- _Provided material_
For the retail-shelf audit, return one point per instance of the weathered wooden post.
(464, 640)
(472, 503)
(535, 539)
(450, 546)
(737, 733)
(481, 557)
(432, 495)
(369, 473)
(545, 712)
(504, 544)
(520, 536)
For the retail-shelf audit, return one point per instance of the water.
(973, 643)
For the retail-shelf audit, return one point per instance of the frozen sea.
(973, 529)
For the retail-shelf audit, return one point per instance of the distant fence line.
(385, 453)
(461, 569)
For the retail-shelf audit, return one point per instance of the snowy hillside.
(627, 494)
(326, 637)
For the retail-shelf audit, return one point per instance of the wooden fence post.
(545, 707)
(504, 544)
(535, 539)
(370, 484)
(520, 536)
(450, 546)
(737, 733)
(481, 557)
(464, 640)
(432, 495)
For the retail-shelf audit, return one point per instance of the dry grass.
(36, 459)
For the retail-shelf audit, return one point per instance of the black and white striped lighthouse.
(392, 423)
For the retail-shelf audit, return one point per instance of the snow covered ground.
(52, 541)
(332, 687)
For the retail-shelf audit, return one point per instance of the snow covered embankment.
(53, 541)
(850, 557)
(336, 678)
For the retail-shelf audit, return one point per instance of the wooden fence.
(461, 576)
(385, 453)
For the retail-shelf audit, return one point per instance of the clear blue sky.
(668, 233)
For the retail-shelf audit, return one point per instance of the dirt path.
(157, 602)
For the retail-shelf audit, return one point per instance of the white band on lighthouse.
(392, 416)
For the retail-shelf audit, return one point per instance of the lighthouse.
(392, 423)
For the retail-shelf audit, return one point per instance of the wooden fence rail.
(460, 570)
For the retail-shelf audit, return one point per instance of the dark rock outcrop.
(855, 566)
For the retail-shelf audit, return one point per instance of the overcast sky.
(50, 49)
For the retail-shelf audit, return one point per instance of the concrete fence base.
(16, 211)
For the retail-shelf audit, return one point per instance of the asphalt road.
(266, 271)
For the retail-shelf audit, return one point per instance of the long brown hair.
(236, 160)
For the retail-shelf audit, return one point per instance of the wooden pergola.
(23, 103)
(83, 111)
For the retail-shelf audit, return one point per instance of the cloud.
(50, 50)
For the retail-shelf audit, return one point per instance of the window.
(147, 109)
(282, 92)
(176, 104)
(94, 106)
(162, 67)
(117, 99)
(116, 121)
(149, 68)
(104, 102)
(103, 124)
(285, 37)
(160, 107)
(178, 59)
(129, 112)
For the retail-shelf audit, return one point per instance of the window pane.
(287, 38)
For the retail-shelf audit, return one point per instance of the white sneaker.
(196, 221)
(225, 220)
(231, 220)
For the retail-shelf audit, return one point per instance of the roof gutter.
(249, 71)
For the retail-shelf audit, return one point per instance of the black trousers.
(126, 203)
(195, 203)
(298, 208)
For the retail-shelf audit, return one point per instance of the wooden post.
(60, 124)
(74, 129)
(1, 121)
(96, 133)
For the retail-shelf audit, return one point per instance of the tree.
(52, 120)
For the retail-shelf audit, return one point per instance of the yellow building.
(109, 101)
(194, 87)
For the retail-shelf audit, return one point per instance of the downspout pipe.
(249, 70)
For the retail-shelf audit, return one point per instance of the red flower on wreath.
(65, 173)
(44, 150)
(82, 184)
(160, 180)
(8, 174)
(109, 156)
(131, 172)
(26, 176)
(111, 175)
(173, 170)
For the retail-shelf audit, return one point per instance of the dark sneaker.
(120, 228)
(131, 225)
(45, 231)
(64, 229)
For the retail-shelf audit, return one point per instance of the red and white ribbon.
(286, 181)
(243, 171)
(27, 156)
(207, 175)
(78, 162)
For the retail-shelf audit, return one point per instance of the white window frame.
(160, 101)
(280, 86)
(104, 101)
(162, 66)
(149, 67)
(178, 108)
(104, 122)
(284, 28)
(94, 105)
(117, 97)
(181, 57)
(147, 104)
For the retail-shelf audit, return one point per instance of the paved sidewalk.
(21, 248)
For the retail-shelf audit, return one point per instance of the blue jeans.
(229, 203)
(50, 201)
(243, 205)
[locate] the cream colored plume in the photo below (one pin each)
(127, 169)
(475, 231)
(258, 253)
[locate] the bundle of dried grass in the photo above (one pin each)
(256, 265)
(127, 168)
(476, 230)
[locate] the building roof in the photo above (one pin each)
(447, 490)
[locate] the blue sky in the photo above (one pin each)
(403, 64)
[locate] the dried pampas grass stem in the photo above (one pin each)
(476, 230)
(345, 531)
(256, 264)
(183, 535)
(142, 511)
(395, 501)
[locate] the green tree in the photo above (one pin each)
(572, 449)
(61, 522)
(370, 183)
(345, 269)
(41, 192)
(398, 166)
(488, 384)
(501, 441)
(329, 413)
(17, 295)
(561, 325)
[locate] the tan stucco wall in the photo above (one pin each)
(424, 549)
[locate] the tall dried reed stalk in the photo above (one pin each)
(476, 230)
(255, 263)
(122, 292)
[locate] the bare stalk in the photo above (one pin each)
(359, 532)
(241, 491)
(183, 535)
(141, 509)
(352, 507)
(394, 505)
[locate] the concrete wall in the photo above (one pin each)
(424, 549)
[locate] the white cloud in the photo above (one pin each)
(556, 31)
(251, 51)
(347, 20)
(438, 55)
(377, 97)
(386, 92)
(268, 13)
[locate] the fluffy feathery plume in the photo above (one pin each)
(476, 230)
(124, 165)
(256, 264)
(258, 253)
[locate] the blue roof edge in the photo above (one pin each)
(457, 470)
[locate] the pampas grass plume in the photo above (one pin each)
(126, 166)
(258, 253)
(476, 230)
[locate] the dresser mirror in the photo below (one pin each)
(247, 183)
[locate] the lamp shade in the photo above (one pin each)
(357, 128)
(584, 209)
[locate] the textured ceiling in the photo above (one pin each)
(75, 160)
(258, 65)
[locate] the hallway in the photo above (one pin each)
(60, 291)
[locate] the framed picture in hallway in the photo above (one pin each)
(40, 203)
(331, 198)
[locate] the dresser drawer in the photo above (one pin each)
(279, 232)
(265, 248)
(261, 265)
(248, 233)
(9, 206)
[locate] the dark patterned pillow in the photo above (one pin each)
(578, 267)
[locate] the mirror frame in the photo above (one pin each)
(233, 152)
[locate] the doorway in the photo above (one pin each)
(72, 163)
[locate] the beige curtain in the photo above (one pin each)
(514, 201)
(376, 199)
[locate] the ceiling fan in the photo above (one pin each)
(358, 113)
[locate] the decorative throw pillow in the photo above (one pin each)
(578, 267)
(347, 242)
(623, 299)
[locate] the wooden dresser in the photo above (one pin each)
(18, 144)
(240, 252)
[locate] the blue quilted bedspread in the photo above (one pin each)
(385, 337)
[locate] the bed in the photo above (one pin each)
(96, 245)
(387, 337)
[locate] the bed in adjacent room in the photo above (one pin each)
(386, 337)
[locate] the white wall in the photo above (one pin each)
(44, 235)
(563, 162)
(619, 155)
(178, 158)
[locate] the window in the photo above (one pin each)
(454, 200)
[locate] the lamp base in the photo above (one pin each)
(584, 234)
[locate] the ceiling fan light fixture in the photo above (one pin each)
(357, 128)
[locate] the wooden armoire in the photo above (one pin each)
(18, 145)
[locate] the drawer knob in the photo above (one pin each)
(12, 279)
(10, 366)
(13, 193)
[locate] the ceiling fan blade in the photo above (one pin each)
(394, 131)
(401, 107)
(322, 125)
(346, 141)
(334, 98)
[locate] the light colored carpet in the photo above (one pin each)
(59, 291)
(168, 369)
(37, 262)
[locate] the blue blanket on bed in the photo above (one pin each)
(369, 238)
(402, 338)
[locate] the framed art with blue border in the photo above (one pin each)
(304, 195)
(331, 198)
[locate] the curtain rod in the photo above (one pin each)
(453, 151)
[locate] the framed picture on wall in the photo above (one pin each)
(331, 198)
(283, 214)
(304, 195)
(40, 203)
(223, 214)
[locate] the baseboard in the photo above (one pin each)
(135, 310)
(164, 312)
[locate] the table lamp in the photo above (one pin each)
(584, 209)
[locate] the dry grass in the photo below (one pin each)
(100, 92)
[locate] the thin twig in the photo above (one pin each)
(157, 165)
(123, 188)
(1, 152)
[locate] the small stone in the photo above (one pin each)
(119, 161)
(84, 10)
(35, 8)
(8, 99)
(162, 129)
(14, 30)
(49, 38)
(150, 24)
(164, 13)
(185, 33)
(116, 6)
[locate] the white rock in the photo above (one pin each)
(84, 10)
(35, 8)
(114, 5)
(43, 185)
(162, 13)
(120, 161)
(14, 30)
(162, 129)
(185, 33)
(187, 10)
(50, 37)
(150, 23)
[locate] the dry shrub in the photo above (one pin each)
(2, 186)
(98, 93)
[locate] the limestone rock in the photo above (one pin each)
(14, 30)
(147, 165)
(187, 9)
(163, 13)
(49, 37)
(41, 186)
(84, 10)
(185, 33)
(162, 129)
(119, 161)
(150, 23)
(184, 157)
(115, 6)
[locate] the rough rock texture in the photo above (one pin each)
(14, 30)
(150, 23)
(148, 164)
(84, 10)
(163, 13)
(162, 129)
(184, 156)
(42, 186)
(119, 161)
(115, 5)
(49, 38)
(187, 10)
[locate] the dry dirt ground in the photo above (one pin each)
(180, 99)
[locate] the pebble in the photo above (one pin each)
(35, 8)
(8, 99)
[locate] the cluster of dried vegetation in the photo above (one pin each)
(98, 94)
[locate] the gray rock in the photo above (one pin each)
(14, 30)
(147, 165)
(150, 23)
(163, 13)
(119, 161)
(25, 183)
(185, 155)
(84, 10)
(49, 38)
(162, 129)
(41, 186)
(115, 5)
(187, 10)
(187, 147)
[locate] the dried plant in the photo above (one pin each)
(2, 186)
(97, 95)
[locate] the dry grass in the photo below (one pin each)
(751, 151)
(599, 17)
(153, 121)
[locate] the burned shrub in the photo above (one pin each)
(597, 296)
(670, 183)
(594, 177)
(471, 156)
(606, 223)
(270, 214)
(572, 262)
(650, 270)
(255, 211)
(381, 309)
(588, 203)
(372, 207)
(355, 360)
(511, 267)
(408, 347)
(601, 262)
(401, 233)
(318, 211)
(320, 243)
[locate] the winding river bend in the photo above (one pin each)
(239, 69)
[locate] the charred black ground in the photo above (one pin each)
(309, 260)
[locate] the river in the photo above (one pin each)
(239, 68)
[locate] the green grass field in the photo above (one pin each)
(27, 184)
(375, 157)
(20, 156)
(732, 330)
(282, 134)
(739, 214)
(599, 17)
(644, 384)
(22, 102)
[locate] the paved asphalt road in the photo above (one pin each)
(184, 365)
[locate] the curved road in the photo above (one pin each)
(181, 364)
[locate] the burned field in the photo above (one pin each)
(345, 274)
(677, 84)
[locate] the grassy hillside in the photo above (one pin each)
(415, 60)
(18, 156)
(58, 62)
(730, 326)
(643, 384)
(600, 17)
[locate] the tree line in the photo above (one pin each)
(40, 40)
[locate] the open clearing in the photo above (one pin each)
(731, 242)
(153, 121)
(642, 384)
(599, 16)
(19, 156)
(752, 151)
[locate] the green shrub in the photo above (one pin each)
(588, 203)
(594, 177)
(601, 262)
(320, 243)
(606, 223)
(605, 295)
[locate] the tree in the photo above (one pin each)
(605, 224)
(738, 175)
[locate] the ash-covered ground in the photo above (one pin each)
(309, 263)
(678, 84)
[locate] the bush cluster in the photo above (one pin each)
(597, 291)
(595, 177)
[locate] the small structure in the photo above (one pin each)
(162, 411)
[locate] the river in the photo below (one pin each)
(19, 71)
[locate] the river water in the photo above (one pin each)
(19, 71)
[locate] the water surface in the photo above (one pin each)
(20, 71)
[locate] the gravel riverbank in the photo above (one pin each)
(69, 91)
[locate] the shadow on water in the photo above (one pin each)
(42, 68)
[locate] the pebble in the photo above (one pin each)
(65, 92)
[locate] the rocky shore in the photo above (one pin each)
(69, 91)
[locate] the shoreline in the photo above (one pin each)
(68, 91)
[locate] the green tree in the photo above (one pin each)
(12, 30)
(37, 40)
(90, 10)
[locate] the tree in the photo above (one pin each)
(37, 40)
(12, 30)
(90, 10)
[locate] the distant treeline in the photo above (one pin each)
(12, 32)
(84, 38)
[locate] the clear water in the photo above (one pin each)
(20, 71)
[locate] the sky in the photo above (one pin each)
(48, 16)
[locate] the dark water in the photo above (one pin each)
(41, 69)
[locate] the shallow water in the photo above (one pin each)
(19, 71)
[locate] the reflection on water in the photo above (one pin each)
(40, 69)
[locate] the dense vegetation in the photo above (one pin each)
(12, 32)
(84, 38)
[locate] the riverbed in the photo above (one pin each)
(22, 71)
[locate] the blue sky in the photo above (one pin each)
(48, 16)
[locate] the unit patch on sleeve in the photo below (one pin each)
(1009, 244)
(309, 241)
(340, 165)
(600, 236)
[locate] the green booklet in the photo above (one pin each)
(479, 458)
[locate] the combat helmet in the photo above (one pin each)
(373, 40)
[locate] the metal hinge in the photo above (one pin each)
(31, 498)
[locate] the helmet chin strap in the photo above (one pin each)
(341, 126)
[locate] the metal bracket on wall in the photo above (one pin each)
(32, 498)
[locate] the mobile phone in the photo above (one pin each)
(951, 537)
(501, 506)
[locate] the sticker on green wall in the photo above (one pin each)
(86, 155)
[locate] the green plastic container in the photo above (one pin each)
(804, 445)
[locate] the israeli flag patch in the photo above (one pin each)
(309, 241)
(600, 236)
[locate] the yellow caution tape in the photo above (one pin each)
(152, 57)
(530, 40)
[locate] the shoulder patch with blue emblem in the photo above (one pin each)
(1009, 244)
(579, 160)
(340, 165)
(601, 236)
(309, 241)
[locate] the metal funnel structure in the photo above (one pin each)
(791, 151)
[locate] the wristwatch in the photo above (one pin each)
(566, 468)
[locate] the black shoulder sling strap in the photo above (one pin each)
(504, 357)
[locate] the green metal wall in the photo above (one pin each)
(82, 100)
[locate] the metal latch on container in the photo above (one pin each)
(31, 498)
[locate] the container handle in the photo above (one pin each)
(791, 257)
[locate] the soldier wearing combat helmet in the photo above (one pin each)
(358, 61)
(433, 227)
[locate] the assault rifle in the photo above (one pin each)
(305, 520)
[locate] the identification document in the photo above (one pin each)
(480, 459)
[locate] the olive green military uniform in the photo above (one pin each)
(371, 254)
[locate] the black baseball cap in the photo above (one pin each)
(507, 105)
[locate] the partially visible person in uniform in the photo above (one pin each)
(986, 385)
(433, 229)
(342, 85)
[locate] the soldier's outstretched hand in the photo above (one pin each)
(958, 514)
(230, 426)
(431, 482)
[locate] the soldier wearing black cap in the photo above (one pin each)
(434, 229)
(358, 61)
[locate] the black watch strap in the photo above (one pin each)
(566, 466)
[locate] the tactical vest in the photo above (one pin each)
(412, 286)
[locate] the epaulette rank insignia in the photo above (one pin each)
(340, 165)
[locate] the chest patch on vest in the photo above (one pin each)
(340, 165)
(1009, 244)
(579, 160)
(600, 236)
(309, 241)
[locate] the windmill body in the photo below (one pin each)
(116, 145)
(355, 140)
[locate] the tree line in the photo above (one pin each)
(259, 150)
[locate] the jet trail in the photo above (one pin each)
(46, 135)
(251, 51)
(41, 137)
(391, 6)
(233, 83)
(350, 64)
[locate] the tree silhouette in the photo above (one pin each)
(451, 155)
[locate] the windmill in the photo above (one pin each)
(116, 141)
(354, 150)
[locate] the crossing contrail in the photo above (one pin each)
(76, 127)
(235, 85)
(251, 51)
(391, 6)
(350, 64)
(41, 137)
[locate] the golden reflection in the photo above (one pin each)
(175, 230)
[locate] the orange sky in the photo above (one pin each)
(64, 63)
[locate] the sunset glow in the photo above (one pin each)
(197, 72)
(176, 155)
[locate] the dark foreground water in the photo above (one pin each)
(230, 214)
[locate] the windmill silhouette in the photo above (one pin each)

- _Brief_
Lines before the one containing "[locate] the dark foreground" are not wanted; please set down that line and every line after it through the end of the material, exactly.

- _Output for this exercise_
[locate] the dark foreground water in the photo above (one pin each)
(230, 214)
[locate] the windmill silhouette in the photo above (one pin each)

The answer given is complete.